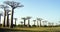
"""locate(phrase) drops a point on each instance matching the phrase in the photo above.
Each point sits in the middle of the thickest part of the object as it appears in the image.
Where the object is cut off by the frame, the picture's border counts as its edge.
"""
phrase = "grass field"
(35, 29)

::::::

_Stated problem:_
Update the data above by replacing every "phrase" with "description" and leaving everything else unchanged. Omit the pictures from your answer.

_Answer:_
"""locate(description) drops a point on each instance matching the description in the photo above.
Each point sits in the middle of the thickest part of the object as it appears in the image.
Where the object is cut off by the frame, the picture's border counts as its edge.
"""
description = "grass field"
(35, 29)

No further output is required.